>>>

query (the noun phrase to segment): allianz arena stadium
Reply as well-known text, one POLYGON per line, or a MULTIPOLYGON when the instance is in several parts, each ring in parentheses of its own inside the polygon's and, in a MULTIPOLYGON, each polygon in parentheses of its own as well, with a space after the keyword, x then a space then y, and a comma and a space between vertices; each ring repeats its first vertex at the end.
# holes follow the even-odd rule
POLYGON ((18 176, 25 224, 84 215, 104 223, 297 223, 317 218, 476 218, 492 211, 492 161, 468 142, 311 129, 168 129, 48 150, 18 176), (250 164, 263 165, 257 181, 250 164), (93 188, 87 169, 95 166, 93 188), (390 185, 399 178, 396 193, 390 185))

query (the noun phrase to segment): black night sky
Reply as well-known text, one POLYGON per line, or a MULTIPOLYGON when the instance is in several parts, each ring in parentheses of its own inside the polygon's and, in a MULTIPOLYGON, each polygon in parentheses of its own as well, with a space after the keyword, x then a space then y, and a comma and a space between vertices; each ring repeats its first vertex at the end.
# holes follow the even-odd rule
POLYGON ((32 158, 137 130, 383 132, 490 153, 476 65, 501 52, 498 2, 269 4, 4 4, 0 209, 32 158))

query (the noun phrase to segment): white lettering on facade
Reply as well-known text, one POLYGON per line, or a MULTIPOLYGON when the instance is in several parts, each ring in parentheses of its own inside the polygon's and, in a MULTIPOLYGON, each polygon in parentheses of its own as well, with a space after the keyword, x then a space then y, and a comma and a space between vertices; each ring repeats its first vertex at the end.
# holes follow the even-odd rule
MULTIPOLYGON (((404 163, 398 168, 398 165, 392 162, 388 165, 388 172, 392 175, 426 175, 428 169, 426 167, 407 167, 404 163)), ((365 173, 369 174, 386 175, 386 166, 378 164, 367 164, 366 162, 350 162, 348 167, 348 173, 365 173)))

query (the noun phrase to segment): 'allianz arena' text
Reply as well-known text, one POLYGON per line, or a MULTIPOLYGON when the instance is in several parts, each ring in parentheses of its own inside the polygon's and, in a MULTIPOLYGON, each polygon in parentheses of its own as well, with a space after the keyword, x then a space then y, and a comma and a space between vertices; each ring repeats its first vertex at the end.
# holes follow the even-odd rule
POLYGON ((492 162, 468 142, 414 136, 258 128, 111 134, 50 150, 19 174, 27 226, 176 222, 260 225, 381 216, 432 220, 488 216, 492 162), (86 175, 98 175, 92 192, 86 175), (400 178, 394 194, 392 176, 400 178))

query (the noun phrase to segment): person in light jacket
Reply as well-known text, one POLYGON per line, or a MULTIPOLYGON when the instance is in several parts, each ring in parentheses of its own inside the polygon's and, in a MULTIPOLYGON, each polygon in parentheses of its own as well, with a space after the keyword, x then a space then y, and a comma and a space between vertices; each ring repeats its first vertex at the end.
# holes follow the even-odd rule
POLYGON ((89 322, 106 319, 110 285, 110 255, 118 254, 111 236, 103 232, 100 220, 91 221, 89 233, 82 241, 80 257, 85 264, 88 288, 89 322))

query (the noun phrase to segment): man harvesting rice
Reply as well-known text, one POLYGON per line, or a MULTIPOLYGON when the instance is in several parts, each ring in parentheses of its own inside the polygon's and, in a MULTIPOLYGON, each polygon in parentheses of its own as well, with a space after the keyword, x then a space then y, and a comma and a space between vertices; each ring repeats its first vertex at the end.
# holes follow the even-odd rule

<<<

EXERCISE GOAL - Rewrite the lines from the one containing "query (the noun phrase to segment): black" through the one containing "MULTIPOLYGON (((404 163, 398", both included, changing "well-known text" to "WKT" and leaving all else unchanged. Output only those lines.

OUTPUT -
query (the noun phrase to segment): black night sky
Reply as WKT, one POLYGON per line, or a MULTIPOLYGON when the instance is in several parts, each ring in parentheses of its own inside the polygon's and, in a MULTIPOLYGON, each polygon in parentheses of its own as well, with a space after the keyword, x then a space then y, and a comma and a space between vertices; each ring repeats its first vertex at the end.
# holes follow the even-odd rule
POLYGON ((32 158, 137 130, 383 132, 490 153, 476 65, 501 52, 498 2, 269 4, 4 4, 0 209, 32 158))

query (the noun phrase to segment): white lettering on facade
Reply as WKT, one POLYGON per line, or a MULTIPOLYGON when the instance is in several parts, each ring in parentheses of its own inside the polygon's and, in a MULTIPOLYGON, each polygon in parentheses of its own as well, with a space after the keyword, x then a space then y, and a comma and a space between vertices; each ring repeats its first vertex at the end.
# holes follow the even-odd rule
MULTIPOLYGON (((404 163, 398 168, 398 165, 392 162, 388 165, 388 172, 392 175, 426 175, 428 169, 426 167, 407 167, 404 163)), ((365 173, 369 174, 386 175, 386 166, 378 164, 367 164, 366 162, 350 162, 348 167, 348 173, 365 173)))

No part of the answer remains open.